● ACTION ITEM
Whenever an image turns up, omit it and return the remaining data exactly.
+++ SUPPLIED INFORMATION
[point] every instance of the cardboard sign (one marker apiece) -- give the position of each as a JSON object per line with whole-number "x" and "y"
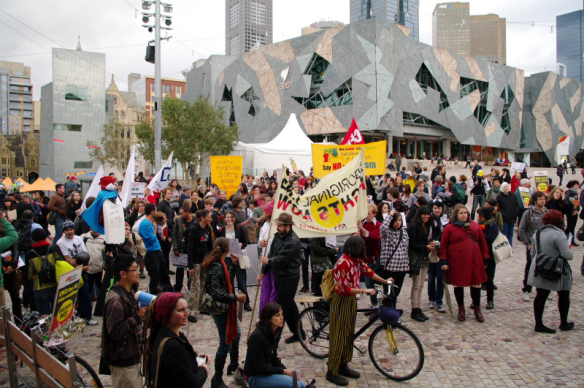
{"x": 138, "y": 189}
{"x": 328, "y": 158}
{"x": 65, "y": 298}
{"x": 542, "y": 181}
{"x": 226, "y": 172}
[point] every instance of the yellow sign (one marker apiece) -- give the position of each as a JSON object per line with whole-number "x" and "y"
{"x": 226, "y": 172}
{"x": 329, "y": 158}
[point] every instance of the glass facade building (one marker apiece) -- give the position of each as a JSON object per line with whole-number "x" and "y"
{"x": 570, "y": 44}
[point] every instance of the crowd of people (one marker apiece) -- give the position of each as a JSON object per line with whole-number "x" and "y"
{"x": 423, "y": 224}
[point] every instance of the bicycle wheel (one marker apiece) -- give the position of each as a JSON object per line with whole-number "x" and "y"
{"x": 86, "y": 374}
{"x": 396, "y": 352}
{"x": 315, "y": 324}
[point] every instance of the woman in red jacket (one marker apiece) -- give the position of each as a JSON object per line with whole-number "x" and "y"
{"x": 463, "y": 253}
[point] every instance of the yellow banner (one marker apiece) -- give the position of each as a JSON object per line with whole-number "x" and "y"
{"x": 328, "y": 158}
{"x": 333, "y": 207}
{"x": 226, "y": 172}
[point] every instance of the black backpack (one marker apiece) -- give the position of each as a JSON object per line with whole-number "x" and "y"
{"x": 47, "y": 272}
{"x": 24, "y": 238}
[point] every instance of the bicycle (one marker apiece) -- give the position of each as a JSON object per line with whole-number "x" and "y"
{"x": 33, "y": 324}
{"x": 394, "y": 349}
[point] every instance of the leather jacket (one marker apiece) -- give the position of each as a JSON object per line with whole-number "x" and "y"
{"x": 284, "y": 259}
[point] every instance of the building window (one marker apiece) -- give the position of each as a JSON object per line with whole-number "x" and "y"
{"x": 67, "y": 127}
{"x": 75, "y": 93}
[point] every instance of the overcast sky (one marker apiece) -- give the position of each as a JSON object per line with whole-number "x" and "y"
{"x": 30, "y": 28}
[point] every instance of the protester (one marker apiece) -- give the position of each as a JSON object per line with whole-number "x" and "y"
{"x": 122, "y": 326}
{"x": 169, "y": 359}
{"x": 343, "y": 307}
{"x": 219, "y": 284}
{"x": 551, "y": 240}
{"x": 531, "y": 221}
{"x": 262, "y": 366}
{"x": 463, "y": 254}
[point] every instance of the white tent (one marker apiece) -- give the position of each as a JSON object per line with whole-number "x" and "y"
{"x": 291, "y": 142}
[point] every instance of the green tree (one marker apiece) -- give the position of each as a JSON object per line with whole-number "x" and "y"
{"x": 193, "y": 131}
{"x": 113, "y": 148}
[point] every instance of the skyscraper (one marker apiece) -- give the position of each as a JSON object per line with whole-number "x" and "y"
{"x": 479, "y": 36}
{"x": 248, "y": 24}
{"x": 570, "y": 44}
{"x": 404, "y": 12}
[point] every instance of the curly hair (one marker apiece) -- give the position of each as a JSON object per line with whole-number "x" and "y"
{"x": 555, "y": 218}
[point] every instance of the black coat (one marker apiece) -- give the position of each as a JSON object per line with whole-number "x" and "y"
{"x": 178, "y": 363}
{"x": 508, "y": 206}
{"x": 262, "y": 355}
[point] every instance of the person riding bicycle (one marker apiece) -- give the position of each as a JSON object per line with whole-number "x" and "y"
{"x": 343, "y": 308}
++++++
● ANSWER TO THIS EXERCISE
[point] every instance of the cardboard sign (one marker apiece) -- give the position of each as a JSON object per line with whole-number "x" and "y"
{"x": 138, "y": 189}
{"x": 328, "y": 158}
{"x": 65, "y": 298}
{"x": 542, "y": 181}
{"x": 226, "y": 172}
[point] every instance of the yellow sign (one marker apiece) -- give the position of each as a JSON object per line with whole-number "x" and "y"
{"x": 226, "y": 172}
{"x": 329, "y": 158}
[point] every instance of the glass facade building (one marker apiece) -- give the position of each as a JSON object per line with whole-number "x" and "y"
{"x": 570, "y": 44}
[point] every instance of the crowd of people (one marker apiece) -- give the position of each as a JSON object per line with whole-number "x" and "y"
{"x": 423, "y": 224}
[point] every instance of the bicycle wheel (one marker apiece) -- give the position of each as a JSON object per line with whole-number "x" and "y"
{"x": 86, "y": 374}
{"x": 396, "y": 352}
{"x": 315, "y": 324}
[point] every instance of the woman in red jacket (one marker apiece) -- give the position of each as a JSON object per line with whole-number "x" and "y"
{"x": 463, "y": 253}
[point] every instance of the yellow banner (one marker apiece) -- give the position of each as a JSON object per line with whole-number "x" and "y"
{"x": 328, "y": 158}
{"x": 333, "y": 207}
{"x": 226, "y": 172}
[point] every instance of the black backpack (one marker apiece) -- give the position of each as a JSON object per line with whole-number "x" and "y"
{"x": 47, "y": 272}
{"x": 24, "y": 238}
[point] every instance of the bicycle (one marker apiece) -- give the position of each as a JSON object per line with whole-number "x" and "y"
{"x": 33, "y": 324}
{"x": 394, "y": 349}
[point] every instance of the leather jacket (one marker apiece) -- give the position of each as a JSON object per line with whole-number "x" and "y"
{"x": 284, "y": 259}
[point] every instance of the building window (one marker apiece) -- give the position of each as a JSON object per line with whole-number "x" and "y"
{"x": 67, "y": 127}
{"x": 75, "y": 93}
[point] every instance of the overcast sky (one marker apiece) -- give the position of each as a JSON object per line with whole-number "x" and "y"
{"x": 30, "y": 28}
[point] every instance of the protester (one marker apiece) -- give the position of each as a JSON object per line with whole-number "x" and "y"
{"x": 122, "y": 326}
{"x": 169, "y": 359}
{"x": 343, "y": 307}
{"x": 219, "y": 284}
{"x": 551, "y": 240}
{"x": 531, "y": 221}
{"x": 262, "y": 366}
{"x": 463, "y": 254}
[point] every instance of the white tent (one marker apiece) -- give the position of each as a JSON object per line with whole-number "x" and "y"
{"x": 291, "y": 142}
[point] every instance of the green tree (one marker apiece) -- give the position of each as a JSON object per line with whole-number "x" and "y"
{"x": 193, "y": 131}
{"x": 113, "y": 148}
[point] every instance of the skyscraper (one marker apiece) -- give the position of each as a JSON object per line with whole-number "x" and "y"
{"x": 479, "y": 36}
{"x": 248, "y": 24}
{"x": 570, "y": 44}
{"x": 404, "y": 12}
[point] every instance of the curly hair (one marker apiece) -- give the position of each as a JSON object per line with whole-number "x" and "y"
{"x": 555, "y": 218}
[point] every instance of the black coat (one marker apiece) -- give the position of each as a JSON object per line with whole-number "x" and "y"
{"x": 178, "y": 363}
{"x": 508, "y": 206}
{"x": 262, "y": 355}
[point] every instance of the person riding bicycle (one marker apiece) -- give the position of each as a JSON object per line with whole-number "x" and "y"
{"x": 343, "y": 308}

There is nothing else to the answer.